SET TASK: Retype the full set of records. Keep every character identical.

EXTRACTED ENTRIES:
--- START ---
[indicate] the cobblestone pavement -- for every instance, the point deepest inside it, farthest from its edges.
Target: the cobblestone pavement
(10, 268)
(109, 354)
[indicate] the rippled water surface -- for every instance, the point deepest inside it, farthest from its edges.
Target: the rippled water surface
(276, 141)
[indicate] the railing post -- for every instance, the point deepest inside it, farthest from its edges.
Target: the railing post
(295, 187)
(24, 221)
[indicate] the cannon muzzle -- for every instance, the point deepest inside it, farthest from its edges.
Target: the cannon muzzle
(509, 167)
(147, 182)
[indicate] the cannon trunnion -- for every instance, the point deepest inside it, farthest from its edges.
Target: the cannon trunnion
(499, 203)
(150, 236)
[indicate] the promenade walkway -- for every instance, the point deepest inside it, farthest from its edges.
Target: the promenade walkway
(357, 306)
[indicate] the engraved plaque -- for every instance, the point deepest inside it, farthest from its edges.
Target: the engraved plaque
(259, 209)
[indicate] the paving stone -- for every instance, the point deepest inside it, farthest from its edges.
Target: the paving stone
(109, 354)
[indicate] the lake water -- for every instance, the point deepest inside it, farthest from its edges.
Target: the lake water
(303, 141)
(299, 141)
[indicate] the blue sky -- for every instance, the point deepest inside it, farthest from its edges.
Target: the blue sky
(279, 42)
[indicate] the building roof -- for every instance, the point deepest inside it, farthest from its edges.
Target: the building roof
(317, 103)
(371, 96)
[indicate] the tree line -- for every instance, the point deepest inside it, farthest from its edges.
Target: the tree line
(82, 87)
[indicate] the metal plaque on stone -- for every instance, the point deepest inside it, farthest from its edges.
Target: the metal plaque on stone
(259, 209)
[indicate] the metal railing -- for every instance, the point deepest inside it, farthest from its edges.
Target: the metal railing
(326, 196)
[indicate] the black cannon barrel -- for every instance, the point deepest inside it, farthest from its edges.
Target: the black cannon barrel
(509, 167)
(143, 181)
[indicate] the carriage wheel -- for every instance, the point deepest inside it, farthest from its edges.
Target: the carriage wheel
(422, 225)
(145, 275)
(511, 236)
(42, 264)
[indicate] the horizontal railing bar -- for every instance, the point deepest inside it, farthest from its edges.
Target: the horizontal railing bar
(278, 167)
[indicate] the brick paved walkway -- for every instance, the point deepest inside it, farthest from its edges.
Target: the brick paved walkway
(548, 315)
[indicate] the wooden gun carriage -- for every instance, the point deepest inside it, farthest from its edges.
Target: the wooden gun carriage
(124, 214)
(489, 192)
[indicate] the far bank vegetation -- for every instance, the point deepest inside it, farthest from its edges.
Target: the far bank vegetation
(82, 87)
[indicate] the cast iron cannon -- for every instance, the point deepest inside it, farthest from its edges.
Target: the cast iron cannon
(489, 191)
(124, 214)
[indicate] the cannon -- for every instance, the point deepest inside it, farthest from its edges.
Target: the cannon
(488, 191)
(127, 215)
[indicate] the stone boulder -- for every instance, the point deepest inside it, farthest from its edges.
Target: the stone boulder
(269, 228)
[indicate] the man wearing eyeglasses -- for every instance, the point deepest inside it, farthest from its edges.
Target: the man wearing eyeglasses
--- END ---
COMPLETE ANSWER:
[indicate] the cobblestone pavement -- for every instance, the point deepest inside it, farthest from its edges.
Target: the cobblestone pavement
(10, 268)
(109, 354)
[indicate] the rippled water surface -- for every instance, the point deepest inside it, farthest from its edges.
Target: the rippled water surface
(276, 141)
[indicate] the railing post -- for every instance, the point deepest inside it, farthest from its edges.
Target: the railing post
(295, 187)
(24, 221)
[indicate] the cannon muzzle -- for every instance, the point deepest inside it, farthest from its edges.
Target: the cannon muzzle
(509, 167)
(147, 182)
[indicate] the cannon trunnion -- for every instance, the point deepest inside it, farthest from its edges.
Target: the cannon trunnion
(499, 203)
(150, 236)
[indicate] the promenade walkway -- for every instance, the point deepest inside it, farthest from its edges.
Target: the promenade walkway
(357, 306)
[indicate] the engraved plaque -- for every instance, the point deepest inside it, farthest from its edges.
Target: the engraved plaque
(259, 209)
[indicate] the paving stone -- for every instance, the point deepest inside it, farthest from its edges.
Target: the paving stone
(109, 354)
[indicate] the lake water -- for every instance, the point deepest inside it, farthest from its edges.
Target: the lake water
(303, 141)
(299, 141)
[indicate] the blue sky -- for every instance, the point deepest inside it, farthest from its edges.
Target: the blue sky
(279, 42)
[indicate] the building roof -- for every instance, the point deepest inside it, farthest from its edges.
Target: the building roof
(317, 103)
(371, 96)
[indicate] the tree line -- for every instance, the point deepest inside it, farthest from its edges.
Target: the tree line
(82, 87)
[indicate] the metal plaque on stone -- for every instance, the point deepest inside it, farthest from its edges.
Target: the metal plaque on stone
(259, 209)
[indicate] the metal railing -- for every instance, the point deepest inside it, farthest from its edges.
Target: the metal railing
(326, 196)
[indicate] the black cannon barrel -- for every instance, the point deepest inside it, farthest from its edges.
Target: the black cannon barrel
(509, 167)
(143, 181)
[indicate] the carriage wheel -- for every instance, the point deepest inside it, farthest from its edges.
Target: the carriage wheel
(422, 225)
(145, 275)
(511, 236)
(42, 264)
[indicate] the horizontal railing bar -- for every instance, the point deepest inside it, farthest from its edges.
Target: the horizontal railing bar
(278, 167)
[indicate] the brick paved walkway -- for every instance, the point deepest inside it, farthest from its edges.
Target: the brick paved walkway
(548, 315)
[indicate] the wooden gun carriage -- for every instance, the point deepest inside it, farthest from its edges.
Target: the wooden gun carriage
(124, 214)
(489, 192)
[indicate] the far bank vegetation -- for every instance, the point deepest inside it, farthest from its edges.
Target: the far bank vegetation
(82, 87)
[indicate] the cast iron cannon -- for every instance, the point deepest inside it, farthest from its edges.
Target: the cast iron cannon
(489, 191)
(124, 214)
[indicate] the cannon -- for every instance, the point deepest inside it, farthest from its edges.
Target: the cannon
(488, 191)
(127, 215)
[indicate] the stone boulder -- for every instance, the point deepest inside it, farthest from its edges.
Target: the stone boulder
(269, 228)
[indicate] the man wearing eyeglasses -- for every instance, the point deepest inside it, farthest from its edges.
Target: the man wearing eyeglasses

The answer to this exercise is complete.